● Document extract
-- BEGIN --

# anyone trimming trees? LOL



## bill (May 21, 2004)

I'm out of bowl/vessel material  Got me a new big can of minwax clear laquer I'm itching to try out LOL


----------



## Viking48 (Jan 24, 2006)

Got some Mesquite if you need it. Oh, and some Hackberry - may be showing some spalting now.


----------



## speckle-catcher (May 20, 2004)

http://houston.craigslist.org/zip/1210442020.html


----------



## 3192 (Dec 30, 2004)

speckle-catcher said:


> http://houston.craigslist.org/zip/1210442020.html


Wish I had room!


----------



## Hooked (Oct 15, 2004)

I still have plenty of the mesquite Sandy brought us if you want some of it. Just 'disposed' of that stack of Ike hackberry a week ago........bummer.


----------



## katybuilder (Apr 18, 2006)

got some oak at 45/242 was cut 3 weeks ago cleared 2 acres already cut for fire wood if u want some 713-289-4696.jamey


----------



## Bobby (May 21, 2004)

I got hackaberry that should be spalted by now your welcome to. Not sure when I am coming that way.


----------



## EndTuition (May 24, 2004)

Come and get what you want !
I have a mess of large blocks of hackberry, pecan, ash ??

It may, or may not be spalted ?


----------



## EndTuition (May 24, 2004)

*Pen blanks !*

I have some cutoffs that will make some really good pen blanks. I only saved the pieces that I thought had lots of figure. If you want some come buy and get them, lots of mesquite, cedar, spalted hackberry, maple, a small bit of other types like vera, cocobolo, hedge and ebony. Right now it's all in odd sized pieces but nothing too big for a typical band saw.

-- END --

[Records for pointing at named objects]

-- BEGIN --

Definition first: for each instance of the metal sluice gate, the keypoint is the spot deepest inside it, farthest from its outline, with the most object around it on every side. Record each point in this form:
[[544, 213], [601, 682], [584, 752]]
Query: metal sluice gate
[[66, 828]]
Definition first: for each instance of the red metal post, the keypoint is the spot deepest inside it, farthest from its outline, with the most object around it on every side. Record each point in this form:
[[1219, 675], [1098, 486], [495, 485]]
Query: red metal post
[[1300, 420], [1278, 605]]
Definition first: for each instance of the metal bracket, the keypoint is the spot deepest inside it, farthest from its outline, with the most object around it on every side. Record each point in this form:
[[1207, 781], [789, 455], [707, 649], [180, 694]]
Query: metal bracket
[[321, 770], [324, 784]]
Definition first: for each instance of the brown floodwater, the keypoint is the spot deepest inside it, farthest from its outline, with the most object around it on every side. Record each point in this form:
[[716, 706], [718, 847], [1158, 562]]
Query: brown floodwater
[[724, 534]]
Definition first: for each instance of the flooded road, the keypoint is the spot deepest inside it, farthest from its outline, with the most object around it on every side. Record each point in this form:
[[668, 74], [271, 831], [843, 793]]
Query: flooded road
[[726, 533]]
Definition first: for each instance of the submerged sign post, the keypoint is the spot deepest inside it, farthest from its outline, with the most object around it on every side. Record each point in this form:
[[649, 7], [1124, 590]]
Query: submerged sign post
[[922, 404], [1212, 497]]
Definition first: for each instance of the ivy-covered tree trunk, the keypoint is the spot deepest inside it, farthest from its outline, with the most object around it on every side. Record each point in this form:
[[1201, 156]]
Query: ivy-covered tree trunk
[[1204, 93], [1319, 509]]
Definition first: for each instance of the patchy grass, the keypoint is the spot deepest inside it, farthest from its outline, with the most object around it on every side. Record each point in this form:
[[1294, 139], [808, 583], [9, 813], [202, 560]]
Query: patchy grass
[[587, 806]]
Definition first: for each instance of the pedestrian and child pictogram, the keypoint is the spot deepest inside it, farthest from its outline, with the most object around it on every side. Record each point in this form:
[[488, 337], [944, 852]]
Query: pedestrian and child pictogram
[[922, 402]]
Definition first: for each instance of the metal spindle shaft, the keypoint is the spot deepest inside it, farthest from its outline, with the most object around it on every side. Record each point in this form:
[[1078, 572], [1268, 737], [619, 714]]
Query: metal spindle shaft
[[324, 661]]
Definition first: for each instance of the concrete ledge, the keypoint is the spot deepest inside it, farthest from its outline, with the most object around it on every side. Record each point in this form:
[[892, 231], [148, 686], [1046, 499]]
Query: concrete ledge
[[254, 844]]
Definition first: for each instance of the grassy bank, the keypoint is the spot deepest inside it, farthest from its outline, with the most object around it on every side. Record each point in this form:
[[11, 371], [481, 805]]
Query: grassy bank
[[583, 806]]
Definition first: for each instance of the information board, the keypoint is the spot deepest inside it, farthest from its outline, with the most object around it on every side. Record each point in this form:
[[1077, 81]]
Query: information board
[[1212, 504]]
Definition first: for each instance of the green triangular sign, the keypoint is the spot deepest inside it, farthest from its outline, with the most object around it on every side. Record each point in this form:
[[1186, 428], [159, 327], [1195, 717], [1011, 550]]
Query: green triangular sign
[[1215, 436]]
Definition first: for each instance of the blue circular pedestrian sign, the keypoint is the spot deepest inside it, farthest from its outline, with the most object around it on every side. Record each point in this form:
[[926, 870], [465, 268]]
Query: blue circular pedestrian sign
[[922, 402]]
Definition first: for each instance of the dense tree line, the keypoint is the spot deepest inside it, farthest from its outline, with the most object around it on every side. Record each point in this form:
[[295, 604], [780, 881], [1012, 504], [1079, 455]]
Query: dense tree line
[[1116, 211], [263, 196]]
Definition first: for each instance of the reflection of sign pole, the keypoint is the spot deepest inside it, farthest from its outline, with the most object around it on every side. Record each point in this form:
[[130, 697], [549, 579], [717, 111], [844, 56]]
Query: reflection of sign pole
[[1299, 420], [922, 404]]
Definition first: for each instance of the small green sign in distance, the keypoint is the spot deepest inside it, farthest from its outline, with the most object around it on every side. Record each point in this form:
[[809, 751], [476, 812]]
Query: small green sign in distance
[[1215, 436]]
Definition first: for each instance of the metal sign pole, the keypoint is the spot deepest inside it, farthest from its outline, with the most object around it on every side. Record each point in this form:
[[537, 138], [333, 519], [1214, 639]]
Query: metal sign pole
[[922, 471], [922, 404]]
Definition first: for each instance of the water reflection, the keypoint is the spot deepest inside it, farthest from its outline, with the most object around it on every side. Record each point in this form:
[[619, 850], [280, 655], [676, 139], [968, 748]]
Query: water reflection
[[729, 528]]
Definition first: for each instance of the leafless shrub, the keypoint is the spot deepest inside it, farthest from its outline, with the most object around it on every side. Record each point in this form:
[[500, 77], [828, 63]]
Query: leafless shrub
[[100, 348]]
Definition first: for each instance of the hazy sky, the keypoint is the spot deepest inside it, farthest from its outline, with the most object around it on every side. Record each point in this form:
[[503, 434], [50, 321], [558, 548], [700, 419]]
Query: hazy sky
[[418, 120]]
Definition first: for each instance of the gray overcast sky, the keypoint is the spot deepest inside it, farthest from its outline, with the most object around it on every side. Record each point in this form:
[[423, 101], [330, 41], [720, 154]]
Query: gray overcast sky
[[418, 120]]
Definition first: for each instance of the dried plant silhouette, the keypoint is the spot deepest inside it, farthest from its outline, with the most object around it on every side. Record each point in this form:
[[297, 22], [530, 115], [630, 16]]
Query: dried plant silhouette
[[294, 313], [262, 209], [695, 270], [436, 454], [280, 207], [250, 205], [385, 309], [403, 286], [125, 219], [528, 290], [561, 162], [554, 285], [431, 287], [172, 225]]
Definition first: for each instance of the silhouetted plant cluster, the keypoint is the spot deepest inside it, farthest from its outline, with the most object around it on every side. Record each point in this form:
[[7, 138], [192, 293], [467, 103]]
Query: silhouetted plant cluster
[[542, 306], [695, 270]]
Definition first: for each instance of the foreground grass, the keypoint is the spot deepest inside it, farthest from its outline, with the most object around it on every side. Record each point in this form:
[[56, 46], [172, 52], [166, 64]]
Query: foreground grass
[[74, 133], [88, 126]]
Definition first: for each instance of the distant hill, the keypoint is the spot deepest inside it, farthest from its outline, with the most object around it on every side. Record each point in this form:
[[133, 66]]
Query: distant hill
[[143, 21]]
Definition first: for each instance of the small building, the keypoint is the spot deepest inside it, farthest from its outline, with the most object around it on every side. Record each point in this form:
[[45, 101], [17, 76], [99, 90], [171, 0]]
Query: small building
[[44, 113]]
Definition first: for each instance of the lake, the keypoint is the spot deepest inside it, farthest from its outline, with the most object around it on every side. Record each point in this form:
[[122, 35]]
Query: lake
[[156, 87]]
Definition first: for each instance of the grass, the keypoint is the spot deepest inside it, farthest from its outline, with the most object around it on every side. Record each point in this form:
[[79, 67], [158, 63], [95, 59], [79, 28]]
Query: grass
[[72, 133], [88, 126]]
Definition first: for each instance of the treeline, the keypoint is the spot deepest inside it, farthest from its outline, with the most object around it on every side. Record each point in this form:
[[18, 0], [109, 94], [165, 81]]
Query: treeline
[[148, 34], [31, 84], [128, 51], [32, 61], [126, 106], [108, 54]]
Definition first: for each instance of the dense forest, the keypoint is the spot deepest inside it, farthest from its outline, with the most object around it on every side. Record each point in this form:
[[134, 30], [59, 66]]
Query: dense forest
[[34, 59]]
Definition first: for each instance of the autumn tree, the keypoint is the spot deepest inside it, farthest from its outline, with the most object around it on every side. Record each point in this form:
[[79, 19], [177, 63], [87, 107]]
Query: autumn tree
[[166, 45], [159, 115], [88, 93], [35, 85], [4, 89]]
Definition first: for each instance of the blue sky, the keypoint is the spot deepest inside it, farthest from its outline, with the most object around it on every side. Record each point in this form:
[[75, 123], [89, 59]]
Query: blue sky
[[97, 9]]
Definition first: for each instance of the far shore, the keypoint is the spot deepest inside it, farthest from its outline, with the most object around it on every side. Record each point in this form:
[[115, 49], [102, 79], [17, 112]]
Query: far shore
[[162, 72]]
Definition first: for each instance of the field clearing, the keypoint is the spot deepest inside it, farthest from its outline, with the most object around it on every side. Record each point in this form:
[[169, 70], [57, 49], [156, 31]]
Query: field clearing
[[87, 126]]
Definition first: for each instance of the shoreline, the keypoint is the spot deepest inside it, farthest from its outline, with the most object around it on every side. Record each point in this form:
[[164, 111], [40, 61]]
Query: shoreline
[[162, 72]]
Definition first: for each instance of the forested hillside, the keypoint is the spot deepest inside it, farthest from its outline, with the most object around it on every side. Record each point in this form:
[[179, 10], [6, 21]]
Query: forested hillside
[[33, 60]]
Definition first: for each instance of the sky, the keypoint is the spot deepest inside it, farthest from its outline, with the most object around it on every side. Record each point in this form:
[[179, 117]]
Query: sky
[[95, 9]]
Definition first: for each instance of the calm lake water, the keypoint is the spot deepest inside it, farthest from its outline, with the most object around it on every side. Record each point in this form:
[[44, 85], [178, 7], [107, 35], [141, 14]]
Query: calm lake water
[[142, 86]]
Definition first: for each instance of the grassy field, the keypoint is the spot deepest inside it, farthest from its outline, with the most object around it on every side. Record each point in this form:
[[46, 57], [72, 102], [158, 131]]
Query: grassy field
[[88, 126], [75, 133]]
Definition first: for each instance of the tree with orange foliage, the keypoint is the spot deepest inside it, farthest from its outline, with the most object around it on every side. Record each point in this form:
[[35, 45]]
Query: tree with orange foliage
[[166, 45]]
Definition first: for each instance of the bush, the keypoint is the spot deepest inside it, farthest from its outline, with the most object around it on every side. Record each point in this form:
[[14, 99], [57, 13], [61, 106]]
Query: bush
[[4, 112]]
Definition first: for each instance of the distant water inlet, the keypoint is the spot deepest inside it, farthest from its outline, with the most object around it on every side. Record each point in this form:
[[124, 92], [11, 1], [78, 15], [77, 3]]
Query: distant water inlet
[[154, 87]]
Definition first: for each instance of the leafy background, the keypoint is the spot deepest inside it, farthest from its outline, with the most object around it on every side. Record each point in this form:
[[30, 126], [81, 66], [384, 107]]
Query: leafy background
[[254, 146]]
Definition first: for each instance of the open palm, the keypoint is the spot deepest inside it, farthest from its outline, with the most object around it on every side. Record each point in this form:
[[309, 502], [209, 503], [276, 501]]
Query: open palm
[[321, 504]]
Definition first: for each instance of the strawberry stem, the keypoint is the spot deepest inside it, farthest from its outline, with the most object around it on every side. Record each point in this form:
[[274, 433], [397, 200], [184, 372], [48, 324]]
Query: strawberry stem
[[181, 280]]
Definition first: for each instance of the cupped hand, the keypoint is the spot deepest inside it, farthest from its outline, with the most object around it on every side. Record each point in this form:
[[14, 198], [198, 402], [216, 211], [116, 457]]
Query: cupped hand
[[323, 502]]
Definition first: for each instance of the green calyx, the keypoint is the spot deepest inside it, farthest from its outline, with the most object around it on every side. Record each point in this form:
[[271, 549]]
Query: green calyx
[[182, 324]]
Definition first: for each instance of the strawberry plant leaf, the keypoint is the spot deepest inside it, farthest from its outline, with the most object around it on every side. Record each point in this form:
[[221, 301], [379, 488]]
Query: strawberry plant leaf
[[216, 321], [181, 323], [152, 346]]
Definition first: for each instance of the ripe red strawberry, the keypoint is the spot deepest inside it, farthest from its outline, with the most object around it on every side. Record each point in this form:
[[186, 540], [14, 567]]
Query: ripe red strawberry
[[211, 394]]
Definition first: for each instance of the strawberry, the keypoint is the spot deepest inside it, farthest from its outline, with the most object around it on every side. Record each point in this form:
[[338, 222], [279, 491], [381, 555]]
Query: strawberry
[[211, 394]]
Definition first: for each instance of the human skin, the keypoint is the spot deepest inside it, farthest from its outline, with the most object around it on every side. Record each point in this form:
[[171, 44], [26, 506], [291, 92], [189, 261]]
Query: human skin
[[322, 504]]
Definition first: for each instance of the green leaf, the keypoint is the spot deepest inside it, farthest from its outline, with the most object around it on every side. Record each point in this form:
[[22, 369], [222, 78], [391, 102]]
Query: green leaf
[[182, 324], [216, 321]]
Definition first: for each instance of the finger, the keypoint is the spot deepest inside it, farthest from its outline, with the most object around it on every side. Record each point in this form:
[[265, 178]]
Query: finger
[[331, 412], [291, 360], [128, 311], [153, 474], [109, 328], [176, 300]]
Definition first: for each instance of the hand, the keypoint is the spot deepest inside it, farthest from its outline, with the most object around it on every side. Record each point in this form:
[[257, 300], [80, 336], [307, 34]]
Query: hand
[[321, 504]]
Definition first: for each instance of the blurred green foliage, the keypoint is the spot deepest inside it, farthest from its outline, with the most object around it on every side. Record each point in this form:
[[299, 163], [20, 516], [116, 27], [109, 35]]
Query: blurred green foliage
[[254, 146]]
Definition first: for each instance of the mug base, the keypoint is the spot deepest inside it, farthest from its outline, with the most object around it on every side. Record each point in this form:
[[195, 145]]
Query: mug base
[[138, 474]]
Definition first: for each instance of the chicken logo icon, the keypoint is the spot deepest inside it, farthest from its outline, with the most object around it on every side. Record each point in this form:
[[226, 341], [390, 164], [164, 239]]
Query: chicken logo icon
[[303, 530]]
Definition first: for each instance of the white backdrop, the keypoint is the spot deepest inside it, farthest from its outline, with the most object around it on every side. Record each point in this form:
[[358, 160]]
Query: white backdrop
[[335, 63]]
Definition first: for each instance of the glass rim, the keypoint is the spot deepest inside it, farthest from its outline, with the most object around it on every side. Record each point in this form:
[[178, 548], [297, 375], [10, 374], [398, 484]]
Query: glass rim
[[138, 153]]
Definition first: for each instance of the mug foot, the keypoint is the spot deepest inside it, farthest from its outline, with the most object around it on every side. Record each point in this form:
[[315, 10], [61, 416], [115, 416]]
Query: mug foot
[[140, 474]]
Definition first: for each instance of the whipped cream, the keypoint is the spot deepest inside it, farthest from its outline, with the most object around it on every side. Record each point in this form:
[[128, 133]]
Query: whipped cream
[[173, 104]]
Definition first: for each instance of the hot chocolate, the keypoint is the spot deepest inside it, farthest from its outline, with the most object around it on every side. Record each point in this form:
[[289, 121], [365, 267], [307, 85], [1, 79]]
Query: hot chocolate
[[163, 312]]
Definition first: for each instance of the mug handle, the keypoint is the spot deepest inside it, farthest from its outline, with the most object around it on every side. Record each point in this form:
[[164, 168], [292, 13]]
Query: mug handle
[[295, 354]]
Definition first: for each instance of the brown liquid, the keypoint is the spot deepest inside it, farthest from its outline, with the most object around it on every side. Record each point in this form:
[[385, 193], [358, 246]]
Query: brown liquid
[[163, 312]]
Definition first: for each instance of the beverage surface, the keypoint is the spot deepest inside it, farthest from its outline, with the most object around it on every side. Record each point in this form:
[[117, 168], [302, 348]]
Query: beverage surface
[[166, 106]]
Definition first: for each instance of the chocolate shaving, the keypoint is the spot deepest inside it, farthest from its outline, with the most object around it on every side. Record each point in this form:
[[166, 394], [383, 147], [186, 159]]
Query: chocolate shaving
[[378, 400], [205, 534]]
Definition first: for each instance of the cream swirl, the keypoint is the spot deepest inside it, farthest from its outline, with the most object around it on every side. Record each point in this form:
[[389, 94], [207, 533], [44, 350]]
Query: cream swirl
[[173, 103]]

-- END --

● Task description
In the forum thread above about spare wood, translate this sentence into Spanish: "Right now it's all in odd sized pieces but nothing too big for a typical band saw."

● Solution to this exercise
Por ahora todo está en piezas de tamaños irregulares, pero nada demasiado grande para una sierra de cinta típica.